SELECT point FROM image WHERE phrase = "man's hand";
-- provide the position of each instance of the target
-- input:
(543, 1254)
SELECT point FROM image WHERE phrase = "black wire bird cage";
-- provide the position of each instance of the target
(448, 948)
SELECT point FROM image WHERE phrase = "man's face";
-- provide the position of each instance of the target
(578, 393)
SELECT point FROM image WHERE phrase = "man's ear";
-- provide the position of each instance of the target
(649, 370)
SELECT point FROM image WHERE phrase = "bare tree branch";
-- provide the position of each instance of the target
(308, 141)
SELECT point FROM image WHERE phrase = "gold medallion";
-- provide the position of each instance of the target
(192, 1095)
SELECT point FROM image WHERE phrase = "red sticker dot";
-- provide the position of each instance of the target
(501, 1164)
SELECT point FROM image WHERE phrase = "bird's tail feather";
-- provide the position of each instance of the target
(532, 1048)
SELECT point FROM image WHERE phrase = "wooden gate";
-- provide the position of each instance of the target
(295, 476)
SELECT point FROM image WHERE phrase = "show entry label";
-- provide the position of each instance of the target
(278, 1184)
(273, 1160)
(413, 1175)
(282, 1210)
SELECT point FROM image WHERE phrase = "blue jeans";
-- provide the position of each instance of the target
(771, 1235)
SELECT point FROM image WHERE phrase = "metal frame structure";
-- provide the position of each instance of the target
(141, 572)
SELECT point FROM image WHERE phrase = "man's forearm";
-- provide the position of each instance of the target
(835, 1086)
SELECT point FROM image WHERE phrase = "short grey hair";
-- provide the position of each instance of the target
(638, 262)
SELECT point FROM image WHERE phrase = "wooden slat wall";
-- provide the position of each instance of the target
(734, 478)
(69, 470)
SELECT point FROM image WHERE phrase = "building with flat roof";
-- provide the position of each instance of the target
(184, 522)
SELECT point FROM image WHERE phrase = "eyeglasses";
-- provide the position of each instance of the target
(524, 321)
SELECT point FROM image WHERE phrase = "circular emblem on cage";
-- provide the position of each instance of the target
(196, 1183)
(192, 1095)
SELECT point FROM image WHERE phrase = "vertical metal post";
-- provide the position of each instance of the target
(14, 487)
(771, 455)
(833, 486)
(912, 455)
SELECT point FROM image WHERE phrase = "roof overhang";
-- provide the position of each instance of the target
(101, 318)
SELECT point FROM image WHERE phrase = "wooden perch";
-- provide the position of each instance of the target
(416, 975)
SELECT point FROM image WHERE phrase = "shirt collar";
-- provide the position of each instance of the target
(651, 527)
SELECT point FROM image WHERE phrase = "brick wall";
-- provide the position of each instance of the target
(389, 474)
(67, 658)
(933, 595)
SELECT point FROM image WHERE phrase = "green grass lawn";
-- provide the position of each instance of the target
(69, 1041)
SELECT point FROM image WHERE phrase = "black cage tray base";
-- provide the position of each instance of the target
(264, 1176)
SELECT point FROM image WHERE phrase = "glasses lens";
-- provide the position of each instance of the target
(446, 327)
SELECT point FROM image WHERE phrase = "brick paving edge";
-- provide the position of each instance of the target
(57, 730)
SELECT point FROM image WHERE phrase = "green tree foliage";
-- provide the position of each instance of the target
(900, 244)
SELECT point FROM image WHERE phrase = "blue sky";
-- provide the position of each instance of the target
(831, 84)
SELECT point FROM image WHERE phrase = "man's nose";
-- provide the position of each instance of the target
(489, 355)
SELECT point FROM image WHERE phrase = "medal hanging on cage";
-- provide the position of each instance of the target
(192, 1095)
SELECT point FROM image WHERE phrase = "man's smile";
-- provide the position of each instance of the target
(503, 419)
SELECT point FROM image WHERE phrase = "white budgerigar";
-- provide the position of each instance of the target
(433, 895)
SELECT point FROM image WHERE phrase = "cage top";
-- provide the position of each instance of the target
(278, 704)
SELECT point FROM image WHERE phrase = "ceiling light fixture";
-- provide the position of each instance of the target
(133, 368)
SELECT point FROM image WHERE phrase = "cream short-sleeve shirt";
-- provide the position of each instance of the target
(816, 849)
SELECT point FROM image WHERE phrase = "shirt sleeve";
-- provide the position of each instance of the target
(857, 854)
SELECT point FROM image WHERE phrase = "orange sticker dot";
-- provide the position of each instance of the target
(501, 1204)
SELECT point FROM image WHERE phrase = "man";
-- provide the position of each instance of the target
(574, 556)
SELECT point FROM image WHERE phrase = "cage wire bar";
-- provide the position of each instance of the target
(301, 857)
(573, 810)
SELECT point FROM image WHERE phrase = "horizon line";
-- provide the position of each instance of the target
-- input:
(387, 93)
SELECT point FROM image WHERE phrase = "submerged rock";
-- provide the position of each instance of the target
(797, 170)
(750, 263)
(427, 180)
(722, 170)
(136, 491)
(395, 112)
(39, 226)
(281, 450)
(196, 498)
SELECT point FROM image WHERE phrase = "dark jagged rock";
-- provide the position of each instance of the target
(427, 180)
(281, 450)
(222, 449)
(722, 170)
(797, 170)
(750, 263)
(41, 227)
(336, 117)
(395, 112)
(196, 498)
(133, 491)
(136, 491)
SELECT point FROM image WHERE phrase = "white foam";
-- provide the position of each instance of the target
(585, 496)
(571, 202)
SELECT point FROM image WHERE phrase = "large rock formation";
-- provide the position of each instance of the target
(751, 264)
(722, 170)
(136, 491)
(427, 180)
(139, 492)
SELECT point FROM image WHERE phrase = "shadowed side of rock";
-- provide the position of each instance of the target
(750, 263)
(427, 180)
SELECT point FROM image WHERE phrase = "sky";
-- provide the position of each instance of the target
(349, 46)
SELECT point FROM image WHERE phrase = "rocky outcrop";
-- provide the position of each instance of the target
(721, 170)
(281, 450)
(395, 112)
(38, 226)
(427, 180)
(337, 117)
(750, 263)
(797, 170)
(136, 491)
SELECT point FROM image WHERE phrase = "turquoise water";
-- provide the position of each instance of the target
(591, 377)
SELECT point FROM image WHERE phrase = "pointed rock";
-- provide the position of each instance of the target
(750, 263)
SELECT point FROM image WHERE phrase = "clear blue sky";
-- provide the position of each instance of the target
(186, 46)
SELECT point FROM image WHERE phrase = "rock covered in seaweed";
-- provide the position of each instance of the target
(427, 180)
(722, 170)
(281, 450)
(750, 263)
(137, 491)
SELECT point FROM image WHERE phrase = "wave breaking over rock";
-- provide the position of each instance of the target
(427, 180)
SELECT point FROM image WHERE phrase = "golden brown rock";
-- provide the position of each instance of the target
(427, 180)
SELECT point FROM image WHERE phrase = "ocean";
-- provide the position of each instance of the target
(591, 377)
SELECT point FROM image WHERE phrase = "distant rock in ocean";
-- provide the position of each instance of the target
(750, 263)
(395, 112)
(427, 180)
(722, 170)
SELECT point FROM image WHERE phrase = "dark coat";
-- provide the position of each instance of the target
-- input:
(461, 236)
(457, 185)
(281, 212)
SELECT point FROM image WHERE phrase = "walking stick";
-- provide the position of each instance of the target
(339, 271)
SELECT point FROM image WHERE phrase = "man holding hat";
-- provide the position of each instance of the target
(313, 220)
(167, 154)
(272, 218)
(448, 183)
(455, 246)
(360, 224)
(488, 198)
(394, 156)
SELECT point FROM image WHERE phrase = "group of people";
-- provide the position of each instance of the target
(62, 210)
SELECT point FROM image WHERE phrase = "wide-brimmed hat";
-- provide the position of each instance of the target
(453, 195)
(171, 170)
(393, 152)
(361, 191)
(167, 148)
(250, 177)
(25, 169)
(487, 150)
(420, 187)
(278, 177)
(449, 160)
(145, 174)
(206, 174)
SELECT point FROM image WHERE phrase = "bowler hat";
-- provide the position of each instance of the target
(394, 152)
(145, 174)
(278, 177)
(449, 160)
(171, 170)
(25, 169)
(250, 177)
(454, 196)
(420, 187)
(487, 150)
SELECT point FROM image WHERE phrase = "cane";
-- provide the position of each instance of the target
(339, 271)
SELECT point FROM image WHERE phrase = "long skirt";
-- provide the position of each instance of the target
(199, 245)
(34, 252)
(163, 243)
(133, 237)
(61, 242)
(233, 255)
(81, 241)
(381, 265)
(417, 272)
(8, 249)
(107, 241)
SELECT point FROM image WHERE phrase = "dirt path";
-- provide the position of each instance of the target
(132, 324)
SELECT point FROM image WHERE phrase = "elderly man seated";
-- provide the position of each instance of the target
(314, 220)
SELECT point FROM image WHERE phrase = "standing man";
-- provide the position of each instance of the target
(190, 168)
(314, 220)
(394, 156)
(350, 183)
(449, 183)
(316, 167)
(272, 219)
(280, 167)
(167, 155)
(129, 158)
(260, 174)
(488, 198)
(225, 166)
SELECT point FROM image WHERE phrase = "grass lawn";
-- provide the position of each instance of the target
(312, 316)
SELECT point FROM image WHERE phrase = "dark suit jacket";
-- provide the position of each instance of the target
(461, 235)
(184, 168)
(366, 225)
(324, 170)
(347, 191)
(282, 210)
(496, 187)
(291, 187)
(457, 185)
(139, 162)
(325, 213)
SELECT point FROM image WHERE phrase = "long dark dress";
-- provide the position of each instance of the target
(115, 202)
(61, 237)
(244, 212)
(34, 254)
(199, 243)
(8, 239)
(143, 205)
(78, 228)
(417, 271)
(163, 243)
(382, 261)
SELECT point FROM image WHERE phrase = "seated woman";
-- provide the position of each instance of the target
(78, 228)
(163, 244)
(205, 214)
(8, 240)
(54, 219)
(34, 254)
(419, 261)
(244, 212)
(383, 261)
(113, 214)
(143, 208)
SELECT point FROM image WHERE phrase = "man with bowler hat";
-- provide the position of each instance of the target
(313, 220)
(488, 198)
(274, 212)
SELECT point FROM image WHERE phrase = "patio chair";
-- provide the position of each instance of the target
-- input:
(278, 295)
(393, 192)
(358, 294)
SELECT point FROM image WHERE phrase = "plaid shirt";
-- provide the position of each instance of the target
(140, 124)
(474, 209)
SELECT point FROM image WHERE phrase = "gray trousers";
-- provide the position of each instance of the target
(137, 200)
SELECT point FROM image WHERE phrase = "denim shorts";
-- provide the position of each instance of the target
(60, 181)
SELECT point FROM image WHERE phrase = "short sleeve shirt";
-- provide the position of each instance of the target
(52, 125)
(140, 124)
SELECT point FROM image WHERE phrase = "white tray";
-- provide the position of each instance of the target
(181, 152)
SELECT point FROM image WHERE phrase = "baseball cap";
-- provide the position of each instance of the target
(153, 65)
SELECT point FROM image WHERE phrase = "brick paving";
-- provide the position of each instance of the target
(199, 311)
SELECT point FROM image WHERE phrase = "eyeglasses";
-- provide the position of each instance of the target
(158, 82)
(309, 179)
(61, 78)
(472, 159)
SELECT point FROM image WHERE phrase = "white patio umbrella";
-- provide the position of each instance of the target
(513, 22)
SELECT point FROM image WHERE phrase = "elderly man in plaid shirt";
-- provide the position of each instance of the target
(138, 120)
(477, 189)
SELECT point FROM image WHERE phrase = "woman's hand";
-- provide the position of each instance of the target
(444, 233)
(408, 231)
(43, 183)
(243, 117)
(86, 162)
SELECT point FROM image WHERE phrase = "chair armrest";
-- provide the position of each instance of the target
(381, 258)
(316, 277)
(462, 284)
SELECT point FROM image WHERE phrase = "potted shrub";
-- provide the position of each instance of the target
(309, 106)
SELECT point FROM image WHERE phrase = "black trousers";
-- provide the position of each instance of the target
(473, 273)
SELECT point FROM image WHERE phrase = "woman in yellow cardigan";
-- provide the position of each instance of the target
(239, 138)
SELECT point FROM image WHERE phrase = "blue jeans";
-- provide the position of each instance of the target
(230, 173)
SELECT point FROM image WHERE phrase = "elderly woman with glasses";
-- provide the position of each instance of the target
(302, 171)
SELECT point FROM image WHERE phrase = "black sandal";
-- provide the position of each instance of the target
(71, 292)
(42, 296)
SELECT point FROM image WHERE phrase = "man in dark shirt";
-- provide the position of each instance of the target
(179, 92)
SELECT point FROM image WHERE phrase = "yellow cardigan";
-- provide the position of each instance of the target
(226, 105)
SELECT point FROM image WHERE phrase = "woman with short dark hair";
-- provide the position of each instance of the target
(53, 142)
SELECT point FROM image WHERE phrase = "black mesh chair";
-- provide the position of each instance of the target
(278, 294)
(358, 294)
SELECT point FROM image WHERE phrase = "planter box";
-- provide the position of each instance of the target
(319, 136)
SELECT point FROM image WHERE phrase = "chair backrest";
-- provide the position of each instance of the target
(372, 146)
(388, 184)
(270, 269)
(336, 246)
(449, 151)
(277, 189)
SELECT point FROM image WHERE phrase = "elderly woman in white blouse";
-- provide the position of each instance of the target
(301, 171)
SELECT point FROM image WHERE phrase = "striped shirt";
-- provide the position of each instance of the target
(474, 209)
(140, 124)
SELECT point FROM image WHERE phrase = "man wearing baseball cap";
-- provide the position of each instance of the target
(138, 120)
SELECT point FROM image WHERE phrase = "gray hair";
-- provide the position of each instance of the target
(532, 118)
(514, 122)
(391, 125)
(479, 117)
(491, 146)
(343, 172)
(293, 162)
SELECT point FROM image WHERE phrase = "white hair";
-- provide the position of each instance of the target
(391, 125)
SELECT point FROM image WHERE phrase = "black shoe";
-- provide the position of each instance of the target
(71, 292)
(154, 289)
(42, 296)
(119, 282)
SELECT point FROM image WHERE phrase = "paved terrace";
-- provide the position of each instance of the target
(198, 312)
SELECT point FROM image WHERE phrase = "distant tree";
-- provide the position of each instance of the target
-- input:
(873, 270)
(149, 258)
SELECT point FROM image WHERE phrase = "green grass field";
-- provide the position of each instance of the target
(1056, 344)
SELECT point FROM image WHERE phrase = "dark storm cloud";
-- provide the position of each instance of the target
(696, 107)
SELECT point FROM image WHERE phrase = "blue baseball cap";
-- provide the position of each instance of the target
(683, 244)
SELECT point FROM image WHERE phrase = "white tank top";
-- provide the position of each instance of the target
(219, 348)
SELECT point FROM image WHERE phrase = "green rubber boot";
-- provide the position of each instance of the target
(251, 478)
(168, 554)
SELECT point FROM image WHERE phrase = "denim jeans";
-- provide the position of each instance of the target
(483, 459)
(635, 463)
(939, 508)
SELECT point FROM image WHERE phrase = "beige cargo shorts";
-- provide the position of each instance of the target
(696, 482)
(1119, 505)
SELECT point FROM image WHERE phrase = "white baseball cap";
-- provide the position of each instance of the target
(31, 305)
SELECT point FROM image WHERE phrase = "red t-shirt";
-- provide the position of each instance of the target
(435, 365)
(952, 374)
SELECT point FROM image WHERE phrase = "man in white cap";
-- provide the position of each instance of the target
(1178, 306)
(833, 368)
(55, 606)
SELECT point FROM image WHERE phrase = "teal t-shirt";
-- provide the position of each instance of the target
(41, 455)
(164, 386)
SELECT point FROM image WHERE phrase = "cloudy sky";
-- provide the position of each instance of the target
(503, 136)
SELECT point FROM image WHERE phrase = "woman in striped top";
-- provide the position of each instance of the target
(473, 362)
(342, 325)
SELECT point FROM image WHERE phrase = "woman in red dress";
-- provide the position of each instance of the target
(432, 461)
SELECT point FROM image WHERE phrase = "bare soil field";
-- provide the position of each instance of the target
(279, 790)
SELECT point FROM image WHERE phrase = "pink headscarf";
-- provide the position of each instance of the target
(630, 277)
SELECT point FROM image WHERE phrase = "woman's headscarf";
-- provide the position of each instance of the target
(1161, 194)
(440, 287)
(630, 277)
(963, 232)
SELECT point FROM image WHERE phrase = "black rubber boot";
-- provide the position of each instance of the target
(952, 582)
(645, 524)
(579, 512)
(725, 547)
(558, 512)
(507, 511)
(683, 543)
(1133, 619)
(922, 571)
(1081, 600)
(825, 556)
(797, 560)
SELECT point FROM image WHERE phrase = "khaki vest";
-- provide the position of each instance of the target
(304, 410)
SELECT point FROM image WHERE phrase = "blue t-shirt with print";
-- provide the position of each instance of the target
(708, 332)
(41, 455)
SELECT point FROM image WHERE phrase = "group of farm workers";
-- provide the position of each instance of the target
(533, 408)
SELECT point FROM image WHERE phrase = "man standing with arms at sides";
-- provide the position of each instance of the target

########

Objective:
Copy out exactly the lines between the line with "standing with arms" and the last line of the entries, counting both of those lines.

Written answer:
SELECT point FROM image WHERE phrase = "man standing with arms at sides";
-- provide the position of each instance of the target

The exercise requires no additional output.